▶ **Aim of the task**:
Output all of the data exactly, keeping any images out of the copy.

[Image-grounded pointing data]
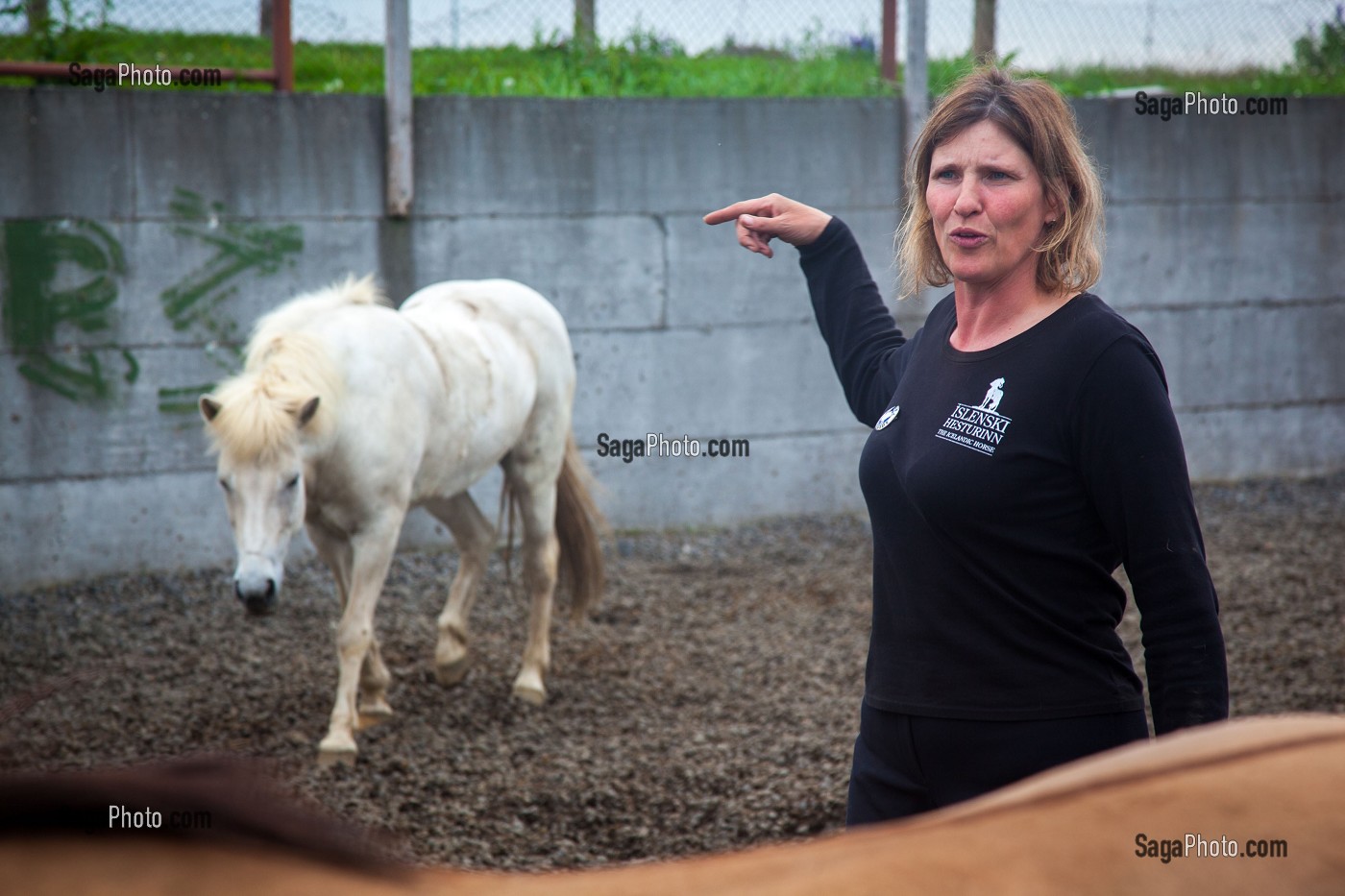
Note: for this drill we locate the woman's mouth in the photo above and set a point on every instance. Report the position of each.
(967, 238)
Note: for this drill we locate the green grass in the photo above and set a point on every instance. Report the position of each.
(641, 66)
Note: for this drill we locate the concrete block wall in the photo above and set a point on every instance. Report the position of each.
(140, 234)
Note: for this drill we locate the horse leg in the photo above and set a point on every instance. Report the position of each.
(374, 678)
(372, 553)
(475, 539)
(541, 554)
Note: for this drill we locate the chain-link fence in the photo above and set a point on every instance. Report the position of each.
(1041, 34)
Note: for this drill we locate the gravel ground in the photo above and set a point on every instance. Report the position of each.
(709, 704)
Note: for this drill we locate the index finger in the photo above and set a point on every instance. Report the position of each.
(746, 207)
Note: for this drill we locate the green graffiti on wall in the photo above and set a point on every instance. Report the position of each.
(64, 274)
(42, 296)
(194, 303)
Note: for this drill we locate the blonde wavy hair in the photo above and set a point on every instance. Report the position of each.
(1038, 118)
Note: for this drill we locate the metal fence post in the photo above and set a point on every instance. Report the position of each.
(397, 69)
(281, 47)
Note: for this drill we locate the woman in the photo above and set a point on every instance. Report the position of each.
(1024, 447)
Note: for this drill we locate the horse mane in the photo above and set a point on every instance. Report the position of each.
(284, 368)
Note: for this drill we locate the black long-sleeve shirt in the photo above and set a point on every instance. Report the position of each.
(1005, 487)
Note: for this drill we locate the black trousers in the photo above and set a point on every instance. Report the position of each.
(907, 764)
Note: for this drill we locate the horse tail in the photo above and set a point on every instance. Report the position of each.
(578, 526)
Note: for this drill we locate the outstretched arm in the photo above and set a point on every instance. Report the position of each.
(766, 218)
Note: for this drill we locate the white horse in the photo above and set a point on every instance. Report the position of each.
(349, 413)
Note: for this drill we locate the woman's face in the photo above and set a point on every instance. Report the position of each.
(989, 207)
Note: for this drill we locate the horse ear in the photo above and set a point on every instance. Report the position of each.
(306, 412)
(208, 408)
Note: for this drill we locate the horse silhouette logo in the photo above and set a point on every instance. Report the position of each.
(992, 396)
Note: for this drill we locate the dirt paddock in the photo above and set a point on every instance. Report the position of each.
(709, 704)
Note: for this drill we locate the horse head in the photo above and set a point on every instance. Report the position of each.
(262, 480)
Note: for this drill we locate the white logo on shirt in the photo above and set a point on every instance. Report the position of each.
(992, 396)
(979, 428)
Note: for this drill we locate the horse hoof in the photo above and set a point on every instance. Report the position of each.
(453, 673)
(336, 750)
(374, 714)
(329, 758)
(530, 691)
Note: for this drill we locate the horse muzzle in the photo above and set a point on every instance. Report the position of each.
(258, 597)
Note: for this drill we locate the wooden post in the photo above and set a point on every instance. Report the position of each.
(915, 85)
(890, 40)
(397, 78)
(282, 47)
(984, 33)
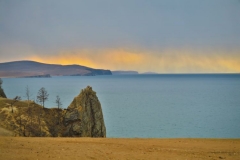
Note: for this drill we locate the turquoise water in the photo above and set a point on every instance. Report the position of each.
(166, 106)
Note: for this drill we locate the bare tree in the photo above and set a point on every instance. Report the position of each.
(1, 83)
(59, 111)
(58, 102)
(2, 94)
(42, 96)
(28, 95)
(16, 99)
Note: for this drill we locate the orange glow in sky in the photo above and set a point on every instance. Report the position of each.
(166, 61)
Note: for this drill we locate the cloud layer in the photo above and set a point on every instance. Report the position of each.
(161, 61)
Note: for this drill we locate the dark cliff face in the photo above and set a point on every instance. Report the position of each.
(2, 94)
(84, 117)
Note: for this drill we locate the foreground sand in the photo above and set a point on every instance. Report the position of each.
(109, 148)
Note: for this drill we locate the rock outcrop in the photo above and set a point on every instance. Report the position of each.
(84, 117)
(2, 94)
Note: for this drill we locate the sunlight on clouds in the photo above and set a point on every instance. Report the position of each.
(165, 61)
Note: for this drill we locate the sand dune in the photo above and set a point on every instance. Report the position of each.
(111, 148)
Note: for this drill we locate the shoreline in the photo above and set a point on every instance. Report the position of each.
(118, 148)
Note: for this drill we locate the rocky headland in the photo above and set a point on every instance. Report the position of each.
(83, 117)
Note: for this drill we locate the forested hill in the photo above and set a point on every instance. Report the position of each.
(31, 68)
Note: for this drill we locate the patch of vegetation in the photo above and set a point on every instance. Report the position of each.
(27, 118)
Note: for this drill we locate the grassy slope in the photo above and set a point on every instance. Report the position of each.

▶ **Response to this task**:
Note: for this drill we locate the woman's mouth in the photo above and set a point on every instance. Report the position of each.
(967, 238)
Note: for this drill we locate the green grass in the photo above and set a point on every instance. Report the position of each.
(641, 66)
Note: for this drill we locate the concrete block wall in the photo above and set a point on every instance. Report the position of each.
(140, 234)
Note: for this drill we locate the horse leg in the photo above and set a point on every instance. Report the position of each.
(374, 678)
(372, 553)
(475, 539)
(541, 554)
Note: for this drill we locate the chain-link fence in the photo above and set a point on every instance. Report the position of each.
(1041, 34)
Note: for this drill we locate the gravel ground in the photo above and set a point on every instance. Report the position of each.
(709, 704)
Note: for this drill we locate the index finger in the photo above and set a point on every instance. Report the position of each.
(746, 207)
Note: for this drill we locate the green graffiti on wall in the photo above and set a point on every instance. Report the position of each.
(64, 274)
(42, 296)
(194, 303)
Note: for this drill we locate the blonde wavy hair in the photo above and set a point on every instance. Report the position of each.
(1038, 118)
Note: for this drill we locate the metal fence post in the photo above and set a point on every instance. Report the position of each.
(397, 69)
(281, 47)
Note: for this drill we locate the woman in the photo above and set a point on every instance. Report the position of each.
(1024, 447)
Note: for this drill we locate the horse mane in the photo above and set a point on every instance. Report the position of each.
(284, 368)
Note: for this drill we locate the black long-sleeve shirt in the photo above and set a point on every instance. Report the position of each.
(1005, 487)
Note: for this drill we locate the black trousers in the photo above and set a point on every instance. Report the position of each.
(907, 764)
Note: for this drill we locate the horse tail in the photo above and set a point on every instance. Report the position of each.
(578, 526)
Note: for this drill we locate the outstretched arm in the photo above and set a point on every instance. Report the position of each.
(766, 218)
Note: for this drill we locate the white horse in the photo above and set a point on every instance. Report the position of each.
(349, 413)
Note: for this drill we locate the woman's face in the photo above and set a point on every instance. Report the position of each.
(989, 207)
Note: for this drill we locate the horse ear in the photo above and set a point on every instance. Report the position of each.
(306, 412)
(208, 408)
Note: for this drill we locate the horse silhouette logo in the photo above and set a point on every instance. Report the position of each.
(992, 396)
Note: for this drill we locate the dirt paddock in the photo above and set a point on every instance. Report the position of each.
(709, 704)
Note: for this drill we locate the horse head in the photo above and set a point on every instance. Report the position of each.
(262, 480)
Note: for this drill we locate the white logo on shirt in the photo above and set a point on every instance. Report the position of each.
(992, 396)
(979, 428)
Note: for this drill we locate the horse hoof in the photo above and set a point on every instance. Report the position of each.
(453, 673)
(336, 750)
(374, 714)
(329, 758)
(530, 691)
Note: for this drill we locate the horse muzzle in the photo above and set a point on every instance. Report the position of each.
(258, 597)
Note: for this drill we locate the wooden post in the photo above and set a point on every instance. Report the position of each.
(915, 85)
(890, 40)
(397, 78)
(282, 47)
(984, 33)
Note: for this drill we locate the turquoise water in the photo above and set a point on every instance. Report the position of each.
(166, 106)
Note: for this drill we locate the bare tree in the photo above and set a point on every instance. Report the position of each.
(1, 83)
(59, 111)
(58, 102)
(2, 94)
(42, 96)
(28, 95)
(16, 99)
Note: for this drill we locate the orange glow in sky in the photo above and set a point on every instance. Report the position of each.
(166, 61)
Note: for this drill we locate the cloud layer in the photo above and set a point on every instance. Report the position of each.
(161, 61)
Note: for this drill we locate the dark cliff face in the photo above and set a point on every instance. Report the position of each.
(2, 94)
(84, 117)
Note: for this drill we locate the foreground sand in the photo above and set a point on every instance. Report the position of each.
(109, 148)
Note: for this drill we locate the rock outcrop in the photo above and set a point on every instance. Report the position of each.
(84, 117)
(2, 94)
Note: for this drill we locate the sunlight on clouds in the photo above and set a point on every instance. Report the position of each.
(165, 61)
Note: for this drill we locate the sand dune in the photo above and set a point on every instance. Report the position of each.
(111, 148)
Note: for this drill we locate the shoreline in the photo above and set a point on every instance. Report the position of each.
(118, 148)
Note: for this drill we locate the rocky headland in the photo above and set a point on every instance. Report the position of each.
(83, 117)
Note: for this drill we locate the forested hill in the photo above and set a point on every instance. Report the position of each.
(31, 68)
Note: for this drill we locate the patch of vegetation in the photo above and set a point on every instance. Report the position of each.
(27, 118)
Note: for this drill we locate the grassy slope in the photo above and set a point on every instance. Report the position of each.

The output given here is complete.